Supplied records.
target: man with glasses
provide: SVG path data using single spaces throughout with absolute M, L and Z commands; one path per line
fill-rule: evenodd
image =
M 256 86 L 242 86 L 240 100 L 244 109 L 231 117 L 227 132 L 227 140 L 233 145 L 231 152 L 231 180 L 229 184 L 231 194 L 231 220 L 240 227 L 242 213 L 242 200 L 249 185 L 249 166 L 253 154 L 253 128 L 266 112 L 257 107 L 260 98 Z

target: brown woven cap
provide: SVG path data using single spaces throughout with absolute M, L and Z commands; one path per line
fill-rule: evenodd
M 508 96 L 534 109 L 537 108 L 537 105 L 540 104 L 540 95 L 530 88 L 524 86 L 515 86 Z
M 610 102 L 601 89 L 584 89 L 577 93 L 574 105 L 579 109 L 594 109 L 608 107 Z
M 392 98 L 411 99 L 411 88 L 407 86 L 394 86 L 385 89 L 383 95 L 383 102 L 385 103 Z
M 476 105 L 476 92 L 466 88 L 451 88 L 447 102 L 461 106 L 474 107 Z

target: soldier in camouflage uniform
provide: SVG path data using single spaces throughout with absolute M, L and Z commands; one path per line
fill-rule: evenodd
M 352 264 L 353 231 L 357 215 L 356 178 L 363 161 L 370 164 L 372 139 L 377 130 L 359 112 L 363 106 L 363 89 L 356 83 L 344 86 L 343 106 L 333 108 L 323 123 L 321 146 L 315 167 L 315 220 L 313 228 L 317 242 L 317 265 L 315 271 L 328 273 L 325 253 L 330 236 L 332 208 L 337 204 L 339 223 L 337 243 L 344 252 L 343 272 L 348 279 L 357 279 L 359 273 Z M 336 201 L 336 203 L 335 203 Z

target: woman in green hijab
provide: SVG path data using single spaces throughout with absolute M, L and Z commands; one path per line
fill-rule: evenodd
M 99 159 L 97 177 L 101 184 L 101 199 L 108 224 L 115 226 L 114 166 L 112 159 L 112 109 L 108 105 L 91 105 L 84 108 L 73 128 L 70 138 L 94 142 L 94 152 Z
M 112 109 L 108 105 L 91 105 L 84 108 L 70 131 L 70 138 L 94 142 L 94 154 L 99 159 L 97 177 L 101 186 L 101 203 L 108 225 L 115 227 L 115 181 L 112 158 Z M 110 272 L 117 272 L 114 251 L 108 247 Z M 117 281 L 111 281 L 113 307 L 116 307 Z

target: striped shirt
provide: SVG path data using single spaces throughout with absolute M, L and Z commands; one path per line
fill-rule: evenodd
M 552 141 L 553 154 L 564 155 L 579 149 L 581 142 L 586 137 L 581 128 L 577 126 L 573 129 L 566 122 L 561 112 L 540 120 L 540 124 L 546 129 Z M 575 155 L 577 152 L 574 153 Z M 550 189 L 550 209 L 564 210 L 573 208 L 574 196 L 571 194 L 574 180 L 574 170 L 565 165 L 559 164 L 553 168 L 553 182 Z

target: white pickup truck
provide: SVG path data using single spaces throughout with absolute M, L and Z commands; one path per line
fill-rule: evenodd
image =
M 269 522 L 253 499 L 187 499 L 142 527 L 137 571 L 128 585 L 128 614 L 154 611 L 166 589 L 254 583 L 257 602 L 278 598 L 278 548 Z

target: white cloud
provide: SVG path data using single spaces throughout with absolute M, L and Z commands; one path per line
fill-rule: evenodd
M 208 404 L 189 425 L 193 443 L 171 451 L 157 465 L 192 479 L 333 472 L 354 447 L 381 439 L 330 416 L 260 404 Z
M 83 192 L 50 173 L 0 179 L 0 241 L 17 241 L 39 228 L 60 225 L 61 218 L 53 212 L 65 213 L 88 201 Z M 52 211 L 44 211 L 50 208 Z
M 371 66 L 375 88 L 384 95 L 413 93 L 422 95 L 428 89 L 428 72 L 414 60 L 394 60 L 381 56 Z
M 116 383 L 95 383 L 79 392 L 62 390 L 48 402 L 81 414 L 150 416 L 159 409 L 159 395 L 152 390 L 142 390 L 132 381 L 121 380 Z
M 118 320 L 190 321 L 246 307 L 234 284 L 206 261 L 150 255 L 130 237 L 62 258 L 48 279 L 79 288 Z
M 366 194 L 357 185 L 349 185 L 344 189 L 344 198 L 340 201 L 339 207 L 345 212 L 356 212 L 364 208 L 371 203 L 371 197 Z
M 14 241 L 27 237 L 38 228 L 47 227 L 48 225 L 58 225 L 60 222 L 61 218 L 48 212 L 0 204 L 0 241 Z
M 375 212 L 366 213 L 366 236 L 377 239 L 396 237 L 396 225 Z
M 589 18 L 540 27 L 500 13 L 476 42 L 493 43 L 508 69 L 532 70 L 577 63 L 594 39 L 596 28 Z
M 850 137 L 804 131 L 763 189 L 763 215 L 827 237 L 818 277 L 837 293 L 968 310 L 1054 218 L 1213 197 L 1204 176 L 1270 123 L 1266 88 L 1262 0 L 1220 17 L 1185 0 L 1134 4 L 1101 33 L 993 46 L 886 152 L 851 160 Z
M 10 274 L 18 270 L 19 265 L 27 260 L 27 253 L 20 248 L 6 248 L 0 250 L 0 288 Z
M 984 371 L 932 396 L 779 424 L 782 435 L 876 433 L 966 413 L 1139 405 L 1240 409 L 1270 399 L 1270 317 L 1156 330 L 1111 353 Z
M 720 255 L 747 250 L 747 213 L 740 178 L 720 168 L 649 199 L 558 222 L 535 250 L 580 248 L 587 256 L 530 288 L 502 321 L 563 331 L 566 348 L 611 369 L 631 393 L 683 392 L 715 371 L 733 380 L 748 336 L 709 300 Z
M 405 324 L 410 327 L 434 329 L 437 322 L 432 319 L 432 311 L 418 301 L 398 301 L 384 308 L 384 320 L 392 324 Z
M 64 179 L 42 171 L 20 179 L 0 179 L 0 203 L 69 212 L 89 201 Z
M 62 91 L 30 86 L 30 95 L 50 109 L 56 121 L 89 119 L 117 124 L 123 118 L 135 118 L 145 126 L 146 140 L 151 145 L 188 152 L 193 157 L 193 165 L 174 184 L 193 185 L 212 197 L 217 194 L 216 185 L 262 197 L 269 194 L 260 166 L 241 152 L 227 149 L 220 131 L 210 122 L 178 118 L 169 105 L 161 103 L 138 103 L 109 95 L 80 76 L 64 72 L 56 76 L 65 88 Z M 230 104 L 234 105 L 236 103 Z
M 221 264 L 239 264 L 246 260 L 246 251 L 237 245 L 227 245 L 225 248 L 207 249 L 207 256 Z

What this task involves.
Copy out word for word the lines of the material that run from the line containing "target: white cloud" through the line containing "M 208 404 L", including both of those lines.

Output below.
target: white cloud
provide: SVG path data using single spaces throughout with absolute M, L and Z commands; one path per line
fill-rule: evenodd
M 208 404 L 189 425 L 193 443 L 171 451 L 157 465 L 192 479 L 333 472 L 354 447 L 381 439 L 330 416 L 260 404 Z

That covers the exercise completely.